Publié le 24 mai 2006

« Né à Bras-Panon, j’ai quitté l’île pour faire carrière dans l’armée. J’ai vécu dans de nombreux pays, notamment en Afrique, avant de prendre ma retraite et de m’installer au Canada. J’ai repris des études de ressources humaines à l’Université HEC de Montréal et en horticulture ! Aujourd’hui, à 50 ans, je suis paysagiste et responsable du recrutement chez Northland, à Mont-Tremblant au Québec. Je me sens très bien dans cette entreprise. J’ai des responsabilités et je contribue à l’amélioration de l’environnement des gens ».


Dans quelles conditions avez-vous été amené à quitter l’Île ?

"D’un milieu modeste, j’ai quitté l’île en 1974, à l’âge de 17 ans, pour m’engager dans l’Armée chez les Marsouins (Troupes de Marine). C’était une vocation. J’avais même essayé en 1973, d’aller dans la toute nouvelle École Préparatoire Militaire du Tampon ; j’avais un an de trop…"

Quel a été votre parcours ?

→ **CONSIGNE**: Recopiez le passage de l'entretien qui commence à « Publié le 24 » et se termine à « à quitter l’Île ? ».

Enregistrements de zones étiquetées
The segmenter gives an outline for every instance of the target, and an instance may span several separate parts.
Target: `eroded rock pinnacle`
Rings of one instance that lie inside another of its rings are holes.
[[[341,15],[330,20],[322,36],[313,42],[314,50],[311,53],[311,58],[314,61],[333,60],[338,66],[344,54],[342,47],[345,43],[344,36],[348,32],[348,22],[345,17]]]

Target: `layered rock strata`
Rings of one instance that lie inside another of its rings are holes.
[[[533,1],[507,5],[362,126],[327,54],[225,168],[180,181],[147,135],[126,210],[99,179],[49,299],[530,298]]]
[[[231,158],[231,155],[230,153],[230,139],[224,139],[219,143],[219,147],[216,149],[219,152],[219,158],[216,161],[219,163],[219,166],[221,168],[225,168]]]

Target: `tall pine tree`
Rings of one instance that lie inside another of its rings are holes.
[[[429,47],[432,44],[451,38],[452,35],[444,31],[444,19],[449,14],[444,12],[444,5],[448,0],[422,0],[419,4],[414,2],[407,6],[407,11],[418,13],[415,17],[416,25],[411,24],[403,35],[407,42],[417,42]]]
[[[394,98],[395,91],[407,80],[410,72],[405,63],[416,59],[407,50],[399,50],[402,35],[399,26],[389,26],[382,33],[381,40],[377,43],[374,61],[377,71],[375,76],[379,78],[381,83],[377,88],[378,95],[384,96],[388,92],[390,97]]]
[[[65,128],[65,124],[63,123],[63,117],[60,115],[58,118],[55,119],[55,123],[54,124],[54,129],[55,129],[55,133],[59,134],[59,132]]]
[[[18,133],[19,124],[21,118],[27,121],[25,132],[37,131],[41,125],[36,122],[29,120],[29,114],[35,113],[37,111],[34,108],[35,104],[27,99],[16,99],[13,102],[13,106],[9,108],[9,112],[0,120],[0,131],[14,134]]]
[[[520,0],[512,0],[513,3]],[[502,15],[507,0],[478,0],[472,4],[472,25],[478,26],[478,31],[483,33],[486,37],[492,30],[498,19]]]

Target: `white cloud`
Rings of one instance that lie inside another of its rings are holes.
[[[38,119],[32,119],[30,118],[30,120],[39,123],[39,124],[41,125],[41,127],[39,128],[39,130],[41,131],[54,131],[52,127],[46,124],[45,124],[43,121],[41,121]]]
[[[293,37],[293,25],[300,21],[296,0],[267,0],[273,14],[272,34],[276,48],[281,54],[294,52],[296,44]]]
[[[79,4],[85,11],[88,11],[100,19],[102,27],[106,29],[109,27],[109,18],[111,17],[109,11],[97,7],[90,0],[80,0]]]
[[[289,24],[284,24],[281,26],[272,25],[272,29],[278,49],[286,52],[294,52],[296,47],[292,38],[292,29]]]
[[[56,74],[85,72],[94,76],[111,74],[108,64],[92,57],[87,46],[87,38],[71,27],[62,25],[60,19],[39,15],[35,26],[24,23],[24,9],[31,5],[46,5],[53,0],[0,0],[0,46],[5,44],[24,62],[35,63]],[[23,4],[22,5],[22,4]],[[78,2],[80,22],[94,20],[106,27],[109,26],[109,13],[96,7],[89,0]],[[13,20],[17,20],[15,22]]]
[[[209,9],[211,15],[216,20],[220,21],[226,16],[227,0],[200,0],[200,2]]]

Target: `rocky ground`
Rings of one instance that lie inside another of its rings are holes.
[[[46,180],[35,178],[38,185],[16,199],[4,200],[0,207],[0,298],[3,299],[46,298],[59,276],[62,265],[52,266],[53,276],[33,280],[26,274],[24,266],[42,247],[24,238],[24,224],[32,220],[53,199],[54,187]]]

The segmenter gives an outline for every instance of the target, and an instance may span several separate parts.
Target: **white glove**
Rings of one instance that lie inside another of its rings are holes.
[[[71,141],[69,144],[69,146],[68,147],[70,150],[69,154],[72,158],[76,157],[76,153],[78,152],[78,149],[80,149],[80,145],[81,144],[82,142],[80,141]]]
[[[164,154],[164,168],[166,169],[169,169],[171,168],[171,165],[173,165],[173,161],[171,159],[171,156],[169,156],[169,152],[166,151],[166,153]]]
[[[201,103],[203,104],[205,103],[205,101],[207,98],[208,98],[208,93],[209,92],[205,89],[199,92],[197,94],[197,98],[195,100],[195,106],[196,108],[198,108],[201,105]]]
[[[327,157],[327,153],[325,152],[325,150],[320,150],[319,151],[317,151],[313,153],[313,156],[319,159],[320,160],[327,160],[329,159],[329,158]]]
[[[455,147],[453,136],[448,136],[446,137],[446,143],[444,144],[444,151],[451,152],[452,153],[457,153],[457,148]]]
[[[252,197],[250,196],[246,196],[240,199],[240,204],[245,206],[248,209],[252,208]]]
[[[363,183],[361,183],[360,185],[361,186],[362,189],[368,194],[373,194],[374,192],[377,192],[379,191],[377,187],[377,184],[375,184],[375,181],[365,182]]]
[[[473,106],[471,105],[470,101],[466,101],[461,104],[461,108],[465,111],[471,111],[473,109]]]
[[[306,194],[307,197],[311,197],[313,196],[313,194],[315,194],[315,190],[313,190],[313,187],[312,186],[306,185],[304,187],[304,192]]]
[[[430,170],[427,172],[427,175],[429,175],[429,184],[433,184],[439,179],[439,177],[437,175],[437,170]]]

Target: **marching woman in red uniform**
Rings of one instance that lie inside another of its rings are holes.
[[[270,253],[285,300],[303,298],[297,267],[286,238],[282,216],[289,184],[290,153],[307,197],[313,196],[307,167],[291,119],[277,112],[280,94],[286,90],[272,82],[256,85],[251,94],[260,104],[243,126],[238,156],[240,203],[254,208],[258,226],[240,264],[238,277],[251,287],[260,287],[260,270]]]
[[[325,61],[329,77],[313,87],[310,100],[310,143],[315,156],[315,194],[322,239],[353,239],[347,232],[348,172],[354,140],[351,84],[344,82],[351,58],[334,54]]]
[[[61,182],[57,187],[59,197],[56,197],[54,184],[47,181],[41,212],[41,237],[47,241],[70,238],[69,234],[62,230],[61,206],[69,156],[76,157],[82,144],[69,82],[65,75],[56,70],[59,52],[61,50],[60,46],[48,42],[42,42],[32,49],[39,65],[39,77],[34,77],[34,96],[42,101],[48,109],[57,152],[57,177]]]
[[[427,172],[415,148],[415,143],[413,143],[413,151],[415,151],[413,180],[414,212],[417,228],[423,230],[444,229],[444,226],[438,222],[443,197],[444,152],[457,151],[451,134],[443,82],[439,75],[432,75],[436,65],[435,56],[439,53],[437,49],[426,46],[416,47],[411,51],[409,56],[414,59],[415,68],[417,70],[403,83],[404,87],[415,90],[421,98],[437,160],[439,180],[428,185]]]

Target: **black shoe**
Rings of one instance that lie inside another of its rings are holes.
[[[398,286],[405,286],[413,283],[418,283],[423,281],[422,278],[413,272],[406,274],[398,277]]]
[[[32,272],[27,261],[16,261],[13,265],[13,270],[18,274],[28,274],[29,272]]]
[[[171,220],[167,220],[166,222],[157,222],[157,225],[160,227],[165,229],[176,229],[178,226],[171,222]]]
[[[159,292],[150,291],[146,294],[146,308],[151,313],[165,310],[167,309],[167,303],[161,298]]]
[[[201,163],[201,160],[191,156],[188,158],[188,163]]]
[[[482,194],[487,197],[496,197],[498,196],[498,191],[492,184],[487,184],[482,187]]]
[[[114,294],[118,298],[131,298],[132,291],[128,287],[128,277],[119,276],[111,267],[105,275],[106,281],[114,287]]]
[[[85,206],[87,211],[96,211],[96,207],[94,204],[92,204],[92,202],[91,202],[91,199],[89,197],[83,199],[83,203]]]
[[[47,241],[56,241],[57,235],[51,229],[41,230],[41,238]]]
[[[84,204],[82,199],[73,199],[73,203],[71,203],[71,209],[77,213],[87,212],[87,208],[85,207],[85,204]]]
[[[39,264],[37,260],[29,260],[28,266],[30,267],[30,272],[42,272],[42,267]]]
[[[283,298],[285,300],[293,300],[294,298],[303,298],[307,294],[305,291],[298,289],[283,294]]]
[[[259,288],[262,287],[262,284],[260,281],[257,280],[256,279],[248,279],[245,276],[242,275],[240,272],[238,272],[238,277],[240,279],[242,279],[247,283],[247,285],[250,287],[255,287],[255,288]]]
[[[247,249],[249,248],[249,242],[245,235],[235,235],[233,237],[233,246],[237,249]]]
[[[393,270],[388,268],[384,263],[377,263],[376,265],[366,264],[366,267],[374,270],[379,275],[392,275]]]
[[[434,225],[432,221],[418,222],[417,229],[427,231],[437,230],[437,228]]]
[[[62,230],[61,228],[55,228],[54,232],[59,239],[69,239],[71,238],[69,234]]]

→ **RÉPONSE**:
Publié le 24 mai 2006

« Né à Bras-Panon, j’ai quitté l’île pour faire carrière dans l’armée. J’ai vécu dans de nombreux pays, notamment en Afrique, avant de prendre ma retraite et de m’installer au Canada. J’ai repris des études de ressources humaines à l’Université HEC de Montréal et en horticulture ! Aujourd’hui, à 50 ans, je suis paysagiste et responsable du recrutement chez Northland, à Mont-Tremblant au Québec. Je me sens très bien dans cette entreprise. J’ai des responsabilités et je contribue à l’amélioration de l’environnement des gens ».


Dans quelles conditions avez-vous été amené à quitter l’Île ?